• DIRECTIONS
Print the following records line for line, with no changes.

>>>

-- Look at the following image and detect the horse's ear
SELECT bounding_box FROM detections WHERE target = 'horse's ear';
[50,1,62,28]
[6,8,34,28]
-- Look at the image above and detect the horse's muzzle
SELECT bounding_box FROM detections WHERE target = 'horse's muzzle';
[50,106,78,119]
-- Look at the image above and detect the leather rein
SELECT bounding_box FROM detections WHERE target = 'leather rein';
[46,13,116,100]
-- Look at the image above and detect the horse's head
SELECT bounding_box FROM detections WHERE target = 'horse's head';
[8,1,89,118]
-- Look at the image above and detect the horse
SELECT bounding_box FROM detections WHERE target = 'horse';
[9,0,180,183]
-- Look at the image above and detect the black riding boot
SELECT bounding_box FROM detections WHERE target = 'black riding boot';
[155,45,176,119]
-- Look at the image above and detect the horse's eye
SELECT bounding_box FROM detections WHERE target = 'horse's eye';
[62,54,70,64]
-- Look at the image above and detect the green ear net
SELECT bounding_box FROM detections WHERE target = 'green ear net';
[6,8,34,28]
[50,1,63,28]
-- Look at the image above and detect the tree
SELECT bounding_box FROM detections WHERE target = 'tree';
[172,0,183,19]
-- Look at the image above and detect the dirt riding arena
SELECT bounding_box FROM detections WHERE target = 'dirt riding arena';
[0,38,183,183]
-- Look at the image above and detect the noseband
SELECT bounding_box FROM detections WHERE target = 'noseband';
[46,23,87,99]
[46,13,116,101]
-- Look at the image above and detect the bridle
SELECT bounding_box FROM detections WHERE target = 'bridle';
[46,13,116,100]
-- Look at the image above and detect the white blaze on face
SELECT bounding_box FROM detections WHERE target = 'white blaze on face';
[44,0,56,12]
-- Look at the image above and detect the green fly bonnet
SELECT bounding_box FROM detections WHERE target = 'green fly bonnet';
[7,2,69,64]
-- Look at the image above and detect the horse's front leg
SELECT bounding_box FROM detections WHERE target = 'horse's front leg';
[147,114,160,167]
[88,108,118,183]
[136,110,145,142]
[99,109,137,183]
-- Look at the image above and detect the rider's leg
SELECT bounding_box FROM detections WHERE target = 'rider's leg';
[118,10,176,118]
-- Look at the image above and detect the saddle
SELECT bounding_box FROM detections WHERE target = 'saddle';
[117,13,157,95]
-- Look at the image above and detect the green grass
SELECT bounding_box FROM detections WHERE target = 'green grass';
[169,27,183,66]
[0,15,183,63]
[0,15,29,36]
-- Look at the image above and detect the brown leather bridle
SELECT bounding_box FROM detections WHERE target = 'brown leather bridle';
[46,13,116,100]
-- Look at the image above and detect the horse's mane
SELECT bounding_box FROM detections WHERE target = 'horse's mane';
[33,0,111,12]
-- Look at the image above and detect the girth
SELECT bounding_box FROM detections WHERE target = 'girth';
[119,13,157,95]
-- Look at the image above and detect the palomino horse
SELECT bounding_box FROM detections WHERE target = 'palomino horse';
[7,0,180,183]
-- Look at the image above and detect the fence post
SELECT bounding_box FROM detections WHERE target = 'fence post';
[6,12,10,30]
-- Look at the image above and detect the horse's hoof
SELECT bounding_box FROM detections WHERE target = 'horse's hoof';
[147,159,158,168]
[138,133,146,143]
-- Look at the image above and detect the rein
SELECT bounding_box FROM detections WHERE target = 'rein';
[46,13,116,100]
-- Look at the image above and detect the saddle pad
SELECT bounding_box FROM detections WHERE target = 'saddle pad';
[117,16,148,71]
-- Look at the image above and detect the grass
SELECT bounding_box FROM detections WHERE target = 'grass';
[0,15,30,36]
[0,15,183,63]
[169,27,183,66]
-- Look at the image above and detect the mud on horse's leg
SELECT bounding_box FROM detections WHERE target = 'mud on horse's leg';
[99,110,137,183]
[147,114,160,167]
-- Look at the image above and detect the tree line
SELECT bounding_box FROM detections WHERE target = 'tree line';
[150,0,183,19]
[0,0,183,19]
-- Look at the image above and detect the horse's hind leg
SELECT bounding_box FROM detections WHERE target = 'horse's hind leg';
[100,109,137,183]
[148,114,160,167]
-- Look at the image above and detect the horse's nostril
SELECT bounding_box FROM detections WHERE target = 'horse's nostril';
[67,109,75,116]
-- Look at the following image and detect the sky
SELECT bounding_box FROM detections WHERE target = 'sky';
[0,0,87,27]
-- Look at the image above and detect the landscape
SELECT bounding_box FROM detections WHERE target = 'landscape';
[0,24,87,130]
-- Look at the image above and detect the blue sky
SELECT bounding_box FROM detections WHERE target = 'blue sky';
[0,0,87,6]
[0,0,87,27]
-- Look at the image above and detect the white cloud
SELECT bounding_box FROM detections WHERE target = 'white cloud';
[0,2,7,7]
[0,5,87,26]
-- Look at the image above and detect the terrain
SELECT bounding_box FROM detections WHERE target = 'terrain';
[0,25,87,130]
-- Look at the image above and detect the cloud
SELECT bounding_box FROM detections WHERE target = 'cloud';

<<<

• ANSWER TO THIS PROBLEM
-- Look at the following image and detect the horse's ear
SELECT bounding_box FROM detections WHERE target = 'horse's ear';
[50,1,62,28]
[6,8,34,28]
-- Look at the image above and detect the horse's muzzle
SELECT bounding_box FROM detections WHERE target = 'horse's muzzle';
[50,106,78,119]
-- Look at the image above and detect the leather rein
SELECT bounding_box FROM detections WHERE target = 'leather rein';
[46,13,116,100]
-- Look at the image above and detect the horse's head
SELECT bounding_box FROM detections WHERE target = 'horse's head';
[8,1,89,118]
-- Look at the image above and detect the horse
SELECT bounding_box FROM detections WHERE target = 'horse';
[9,0,180,183]
-- Look at the image above and detect the black riding boot
SELECT bounding_box FROM detections WHERE target = 'black riding boot';
[155,45,176,119]
-- Look at the image above and detect the horse's eye
SELECT bounding_box FROM detections WHERE target = 'horse's eye';
[62,54,70,64]
-- Look at the image above and detect the green ear net
SELECT bounding_box FROM detections WHERE target = 'green ear net';
[6,8,34,28]
[50,1,63,28]
-- Look at the image above and detect the tree
SELECT bounding_box FROM detections WHERE target = 'tree';
[172,0,183,19]
-- Look at the image above and detect the dirt riding arena
SELECT bounding_box FROM detections WHERE target = 'dirt riding arena';
[0,38,183,183]
-- Look at the image above and detect the noseband
SELECT bounding_box FROM detections WHERE target = 'noseband';
[46,23,87,99]
[46,13,116,101]
-- Look at the image above and detect the bridle
SELECT bounding_box FROM detections WHERE target = 'bridle';
[46,13,116,100]
-- Look at the image above and detect the white blaze on face
SELECT bounding_box FROM detections WHERE target = 'white blaze on face';
[44,0,56,12]
-- Look at the image above and detect the green fly bonnet
SELECT bounding_box FROM detections WHERE target = 'green fly bonnet';
[7,2,69,64]
-- Look at the image above and detect the horse's front leg
SELECT bounding_box FROM detections WHERE target = 'horse's front leg';
[147,114,160,167]
[88,108,118,183]
[136,110,145,142]
[99,109,137,183]
-- Look at the image above and detect the rider's leg
SELECT bounding_box FROM detections WHERE target = 'rider's leg';
[118,10,176,118]
-- Look at the image above and detect the saddle
SELECT bounding_box FROM detections WHERE target = 'saddle';
[117,13,157,95]
-- Look at the image above and detect the green grass
SELECT bounding_box FROM detections WHERE target = 'green grass';
[169,27,183,66]
[0,15,183,63]
[0,15,29,36]
-- Look at the image above and detect the brown leather bridle
SELECT bounding_box FROM detections WHERE target = 'brown leather bridle';
[46,13,116,100]
-- Look at the image above and detect the horse's mane
SELECT bounding_box FROM detections WHERE target = 'horse's mane';
[33,0,111,12]
-- Look at the image above and detect the girth
SELECT bounding_box FROM detections WHERE target = 'girth';
[119,13,157,95]
-- Look at the image above and detect the palomino horse
SELECT bounding_box FROM detections WHERE target = 'palomino horse';
[7,0,180,183]
-- Look at the image above and detect the fence post
SELECT bounding_box FROM detections WHERE target = 'fence post';
[6,12,10,30]
-- Look at the image above and detect the horse's hoof
SELECT bounding_box FROM detections WHERE target = 'horse's hoof';
[147,159,158,168]
[138,133,146,143]
-- Look at the image above and detect the rein
SELECT bounding_box FROM detections WHERE target = 'rein';
[46,13,116,100]
-- Look at the image above and detect the saddle pad
SELECT bounding_box FROM detections WHERE target = 'saddle pad';
[117,16,148,71]
-- Look at the image above and detect the grass
SELECT bounding_box FROM detections WHERE target = 'grass';
[0,15,30,36]
[0,15,183,63]
[169,27,183,66]
-- Look at the image above and detect the mud on horse's leg
SELECT bounding_box FROM detections WHERE target = 'mud on horse's leg';
[99,110,137,183]
[147,114,160,167]
-- Look at the image above and detect the tree line
SELECT bounding_box FROM detections WHERE target = 'tree line';
[150,0,183,19]
[0,0,183,19]
-- Look at the image above and detect the horse's hind leg
SELECT bounding_box FROM detections WHERE target = 'horse's hind leg';
[100,109,137,183]
[148,114,160,167]
-- Look at the image above and detect the horse's nostril
SELECT bounding_box FROM detections WHERE target = 'horse's nostril';
[67,109,75,116]
-- Look at the following image and detect the sky
SELECT bounding_box FROM detections WHERE target = 'sky';
[0,0,87,27]
-- Look at the image above and detect the landscape
SELECT bounding_box FROM detections WHERE target = 'landscape';
[0,24,87,130]
-- Look at the image above and detect the blue sky
SELECT bounding_box FROM detections WHERE target = 'blue sky';
[0,0,87,6]
[0,0,87,27]
-- Look at the image above and detect the white cloud
SELECT bounding_box FROM detections WHERE target = 'white cloud';
[0,2,7,7]
[0,5,87,26]
-- Look at the image above and detect the terrain
SELECT bounding_box FROM detections WHERE target = 'terrain';
[0,25,87,130]
-- Look at the image above and detect the cloud
SELECT bounding_box FROM detections WHERE target = 'cloud';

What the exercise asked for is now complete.